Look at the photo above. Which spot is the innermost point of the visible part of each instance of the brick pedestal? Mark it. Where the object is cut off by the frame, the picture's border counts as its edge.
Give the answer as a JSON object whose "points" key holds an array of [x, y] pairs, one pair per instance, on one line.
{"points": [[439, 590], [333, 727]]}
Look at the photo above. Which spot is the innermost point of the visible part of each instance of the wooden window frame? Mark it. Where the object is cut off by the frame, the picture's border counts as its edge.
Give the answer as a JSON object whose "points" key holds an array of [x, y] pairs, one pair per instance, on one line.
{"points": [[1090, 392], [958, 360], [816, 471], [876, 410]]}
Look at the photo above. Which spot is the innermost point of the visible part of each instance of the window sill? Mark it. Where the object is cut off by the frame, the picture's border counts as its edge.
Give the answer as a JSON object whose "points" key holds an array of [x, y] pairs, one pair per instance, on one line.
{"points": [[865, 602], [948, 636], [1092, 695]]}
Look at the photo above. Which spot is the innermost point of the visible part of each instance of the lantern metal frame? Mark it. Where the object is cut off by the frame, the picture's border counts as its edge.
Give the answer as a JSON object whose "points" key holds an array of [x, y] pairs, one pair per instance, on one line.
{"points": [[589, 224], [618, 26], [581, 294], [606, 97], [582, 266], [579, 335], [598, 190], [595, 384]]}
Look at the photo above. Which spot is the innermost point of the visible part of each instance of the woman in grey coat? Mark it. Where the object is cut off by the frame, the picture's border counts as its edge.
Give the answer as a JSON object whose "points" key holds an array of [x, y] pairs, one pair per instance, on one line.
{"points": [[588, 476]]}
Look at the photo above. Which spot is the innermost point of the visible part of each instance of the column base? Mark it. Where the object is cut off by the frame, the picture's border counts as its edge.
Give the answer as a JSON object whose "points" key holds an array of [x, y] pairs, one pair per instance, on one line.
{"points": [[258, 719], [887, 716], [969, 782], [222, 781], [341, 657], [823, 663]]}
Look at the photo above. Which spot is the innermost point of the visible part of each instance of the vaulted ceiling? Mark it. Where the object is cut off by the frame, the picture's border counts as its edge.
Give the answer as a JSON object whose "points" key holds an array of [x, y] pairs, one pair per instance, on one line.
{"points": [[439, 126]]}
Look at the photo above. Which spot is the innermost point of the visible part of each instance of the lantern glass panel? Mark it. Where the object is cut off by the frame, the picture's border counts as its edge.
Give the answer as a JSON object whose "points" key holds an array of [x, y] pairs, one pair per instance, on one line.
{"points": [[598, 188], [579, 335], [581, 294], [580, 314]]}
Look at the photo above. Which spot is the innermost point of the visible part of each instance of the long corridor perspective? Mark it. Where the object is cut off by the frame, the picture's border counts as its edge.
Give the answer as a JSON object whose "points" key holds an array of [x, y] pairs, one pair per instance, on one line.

■ **What is asked**: Please set out every line of the records above as a Markdown table with two columns, No. for the row number and Line for the text of that line, and skip any blank lines.

■ **Solution**:
| No. | Line |
|---|---|
| 1 | Look at the photo above. Which spot is the innermost point of the visible part of each instance of the brick pedestal? Mark it. Where the object is cut off by the frame, the picture's border counts as its edge. |
| 2 | Give the answer as a JSON object whose "points" key holds an array of [x, y] pairs, one pair per instance, on one line. |
| 3 | {"points": [[439, 590], [333, 727]]} |
| 4 | Look at the photo above. Which spot is the innermost point of the visible part of each instance of the wooden window frame? Mark it. Where the object is cut off by the frame, the picture's border counts as its edge. |
| 5 | Give the answer as a JSON object whose "points" key holds an array of [x, y] pairs, one pair per instance, on one line. |
| 6 | {"points": [[1090, 392], [958, 360], [816, 471], [876, 410]]} |
| 7 | Look at the photo above. Which spot is the innermost point of the visible part of each instance of the window sill? Mark it. Where the object is cut off by the frame, the picture's border counts as its edge. |
| 8 | Give the answer as a JSON object whose "points" key holds an array of [x, y] pairs, one pair per instance, on one line. |
| 9 | {"points": [[865, 602], [948, 636], [1092, 695]]} |
| 10 | Look at the photo above. Which spot is the innermost point of the visible part of each instance of the lantern metal frame? Mark it. Where the object is cut off by the frame, the picture's border counts as its edge. |
| 11 | Give the answer as a JSON object whose "points" key holds an array of [x, y] pairs, one pair per instance, on one line. |
| 12 | {"points": [[589, 224], [618, 26], [581, 294], [606, 97], [582, 266], [579, 335], [598, 190], [595, 384]]} |
| 13 | Look at the photo above. Which spot is the innermost point of the visible part of each instance of the woman in grey coat? Mark it. Where the object is cut off by the frame, the picture's border counts as its edge. |
| 14 | Give the answer as a JSON object whose "points" key holds an array of [x, y] pairs, one pair per instance, on one line. |
| 15 | {"points": [[588, 476]]} |
| 16 | Look at the photo above. Which spot is the innermost point of the visible part of each instance of the column base? Mark it. Where the object is cut off by the frame, the picture's border counts as its edge. |
| 17 | Give the answer as a JSON object whose "points" key holds an array of [x, y] pairs, one pair per instance, on one line. |
| 18 | {"points": [[258, 719], [887, 716], [969, 782], [222, 781], [341, 657], [823, 663]]} |
| 19 | Look at the photo above. Which spot is the innermost point of the visible part of each instance of the vaulted ceiling? Mark it. Where the object is cut off by the frame, the picture's border counts as its edge. |
| 20 | Give the answer as a JSON object whose "points" key holds an array of [x, y] pairs, one pair per instance, on one line. |
| 21 | {"points": [[439, 126]]} |
| 22 | Look at the photo above. Which spot is the innermost point of the visible part of each instance of the lantern glass panel? Mark it. Where the object is cut off by the frame, the picture's border counts as its edge. |
| 23 | Give the answer as a JSON object whose "points" key holds an array of [x, y] pairs, one pair per instance, on one line. |
| 24 | {"points": [[598, 188], [579, 335], [581, 294], [580, 314]]} |
| 25 | Look at the photo above. Which spot is the innermost point of the visible part of each instance of the long corridor perspective? Mark it. Where the object is cut off by the frame, the picture's border counts as its edge. |
| 26 | Give the answer as a JSON object whose "points" key holds an array of [x, y] pairs, one pair per instance, on one line. |